Serious athletes can be at a heightened risk of certain vascular conditions due to stress from intensive training or repetitive arm motions in sports like tennis or baseball.
At The Vascular Institute at Regional One Health, a specialized team can help with these and many other vascular conditions through medication and minimally-invasive surgery.
They encourage athletes to pay attention to their bodies and take symptoms like pain, cramping and numbness in the extremities seriously.
Many people associate vascular disease with risk factors like aging, lack of exercise, or obesity.
However, young, high-functioning athletes can also face heightened risk of certain vascular disorders. A vascular surgeon can get help get them back to peak performance.
Dr. Erica Mitchell, medical director of The Vascular Institute at Regional One Health, said, “We treat a variety of conditions, including issues impacting young, active individuals. We use the least invasive treatment so patients have an easier recovery and resume normal activity quickly.”
At The Vascular Institute, Dr. Mitchell’s team includes Dr. Elianne Rojas and Dr. Maunil Bhatt, nurse practitioner Alicia Farris, and physician assistant Kelly Kriklava. As an academic practice affiliated with University of Tennessee Health Science Center, they treat a full range of vascular conditions, including several athletes should keep on their radar.
Popliteal Artery Entrapment Syndrome
PAES occurs when the calf muscle presses on the artery behind the knee, impeding blood flow to the lower leg and foot. Symptoms include pain, tingling, swelling or numbness in the calf, and cold feet after exercise.
“It can be linked to strenuous activity and usually occurs in the late teens or 20s,” Dr. Mitchell said. “Runners, cyclists and athletes who do high-intensity training are at elevated risk.”
Surgery is the best treatment: “We can release the muscle through a small incision, giving the artery more room. Patients usually return to normal activity with no more symptoms.”
Thoracic Outlet Syndrome
TOS disorders occur when blood vessels or nerves between the neck and armpit are compressed, causing shoulder pain, neck pain, and numbness in the fingers.
“These are repetitive-use disorders, so we see them in sports where athletes make the same arm movements over and over, like tennis, swimming, basketball and baseball,” Dr. Mitchell said.
Some patients recover through physical therapy, while others need medication or surgery. With prompt treatment, patients typically return to competition.
In Venous Insufficiency, veins in the legs struggle to send blood to the heart. Intense training in distance running, cycling, tennis and weightlifting can aggravate the condition.
Symptoms include heaviness, throbbing, swelling and cramping in the legs. Sometimes the skin on the ankle looks red, yellow or brown.
While compression garments, elevating your leg, and steroid creams can help, the best solution is minimally-invasive surgery. Dr. Mitchell said some procedures don’t even require an incision.
External Iliac Artery Endofibrosis
Leg pain and weakness can also be caused by uncommon entities like EIAE, also known as “cyclists’ iliac syndrome.” Originally described as a cause of lower leg pain in professional cyclists, EIAC also affects runners, tennis players, rowers, soccer players, and other athletes.
Arteries in the abdomen and groin become progressively scarred and fibrotic due to repetitive flexing, causing narrowing or kinking that causes leg pain with exertion. EIAC is often misdiagnosed and may be due to neurologic or musculoskeletal causes.
Several surgical interventions are available, and Dr. Mitchell’s team identifies the best option based on the athlete’s specific injury and long-term goals.
Listen to your body
Dr. Mitchell urges athletes not to ignore symptoms: “If you experience vascular symptoms, you might need a vascular specialist. We can provide treatments to ensure optimal outcomes, and we offer a personalized approach that includes involving you in decisions about your care.”

□ □ □ □

GOAL OF THE EXERCISE: According to the article about vascular conditions in athletes, what happens in popliteal artery entrapment syndrome? The rows after this point are separate from the article about vascular conditions in athletes.

Saved entries
□ □ □ □

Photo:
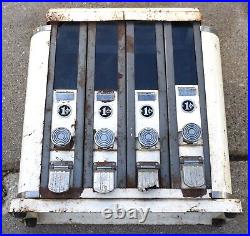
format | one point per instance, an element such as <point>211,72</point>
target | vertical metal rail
<point>89,108</point>
<point>121,129</point>
<point>163,115</point>
<point>202,97</point>
<point>131,154</point>
<point>48,110</point>
<point>80,107</point>
<point>171,98</point>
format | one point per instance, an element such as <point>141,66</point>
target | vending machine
<point>124,121</point>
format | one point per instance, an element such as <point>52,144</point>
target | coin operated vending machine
<point>124,112</point>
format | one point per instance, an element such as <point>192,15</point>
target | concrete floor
<point>229,20</point>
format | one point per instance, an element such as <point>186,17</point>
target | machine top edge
<point>119,14</point>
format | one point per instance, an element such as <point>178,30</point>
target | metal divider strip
<point>121,128</point>
<point>89,108</point>
<point>202,97</point>
<point>48,110</point>
<point>171,102</point>
<point>80,107</point>
<point>163,115</point>
<point>131,154</point>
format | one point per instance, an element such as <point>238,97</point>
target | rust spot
<point>120,76</point>
<point>130,44</point>
<point>87,108</point>
<point>82,82</point>
<point>55,16</point>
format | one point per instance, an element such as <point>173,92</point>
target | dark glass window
<point>184,54</point>
<point>66,64</point>
<point>146,76</point>
<point>106,48</point>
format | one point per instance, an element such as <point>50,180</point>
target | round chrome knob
<point>60,137</point>
<point>148,137</point>
<point>191,132</point>
<point>104,138</point>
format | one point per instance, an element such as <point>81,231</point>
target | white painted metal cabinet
<point>124,121</point>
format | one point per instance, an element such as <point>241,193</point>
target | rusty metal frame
<point>121,14</point>
<point>89,108</point>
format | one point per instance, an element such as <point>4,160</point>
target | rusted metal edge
<point>93,205</point>
<point>114,14</point>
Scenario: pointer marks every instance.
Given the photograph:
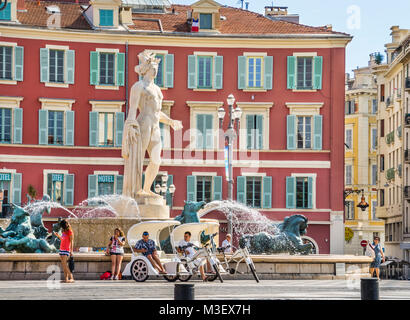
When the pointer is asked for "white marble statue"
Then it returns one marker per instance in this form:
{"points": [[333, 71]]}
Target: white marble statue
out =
{"points": [[142, 133]]}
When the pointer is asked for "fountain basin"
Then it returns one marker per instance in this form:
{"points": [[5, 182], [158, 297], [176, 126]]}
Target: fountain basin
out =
{"points": [[89, 266]]}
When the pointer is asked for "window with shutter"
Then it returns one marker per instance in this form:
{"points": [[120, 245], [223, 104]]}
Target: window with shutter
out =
{"points": [[5, 125]]}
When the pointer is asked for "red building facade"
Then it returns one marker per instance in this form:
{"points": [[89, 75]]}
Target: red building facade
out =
{"points": [[64, 96]]}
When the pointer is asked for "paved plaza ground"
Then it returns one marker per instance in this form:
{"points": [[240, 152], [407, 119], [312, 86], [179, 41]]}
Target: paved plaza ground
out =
{"points": [[230, 289]]}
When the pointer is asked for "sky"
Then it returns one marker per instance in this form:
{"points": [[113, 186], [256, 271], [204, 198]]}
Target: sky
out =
{"points": [[368, 21]]}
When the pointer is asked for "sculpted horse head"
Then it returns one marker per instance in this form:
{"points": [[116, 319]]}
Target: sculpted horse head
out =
{"points": [[295, 225]]}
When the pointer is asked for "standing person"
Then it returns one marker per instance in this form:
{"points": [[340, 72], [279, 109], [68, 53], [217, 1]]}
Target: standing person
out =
{"points": [[379, 257], [66, 249], [148, 248], [116, 250], [226, 244]]}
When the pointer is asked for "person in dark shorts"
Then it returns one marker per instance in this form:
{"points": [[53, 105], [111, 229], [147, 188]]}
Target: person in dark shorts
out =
{"points": [[116, 251], [378, 258], [148, 248]]}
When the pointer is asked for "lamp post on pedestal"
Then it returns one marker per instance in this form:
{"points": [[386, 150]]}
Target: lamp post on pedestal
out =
{"points": [[162, 189], [230, 136]]}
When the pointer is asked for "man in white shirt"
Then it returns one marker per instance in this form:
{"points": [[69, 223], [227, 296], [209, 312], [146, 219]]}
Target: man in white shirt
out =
{"points": [[190, 251], [226, 244]]}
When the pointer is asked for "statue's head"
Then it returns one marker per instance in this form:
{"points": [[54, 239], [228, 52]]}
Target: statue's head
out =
{"points": [[148, 63], [295, 224]]}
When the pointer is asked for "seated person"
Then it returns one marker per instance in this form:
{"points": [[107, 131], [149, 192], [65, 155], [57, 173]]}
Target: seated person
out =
{"points": [[226, 244], [190, 251], [148, 248]]}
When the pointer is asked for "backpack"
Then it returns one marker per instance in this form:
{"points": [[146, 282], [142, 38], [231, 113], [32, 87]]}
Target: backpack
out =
{"points": [[106, 275], [370, 252]]}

□ □ □ □

TASK SOLUTION: The calf muscle presses on the artery behind the knee, impeding blood flow to the lower leg and foot.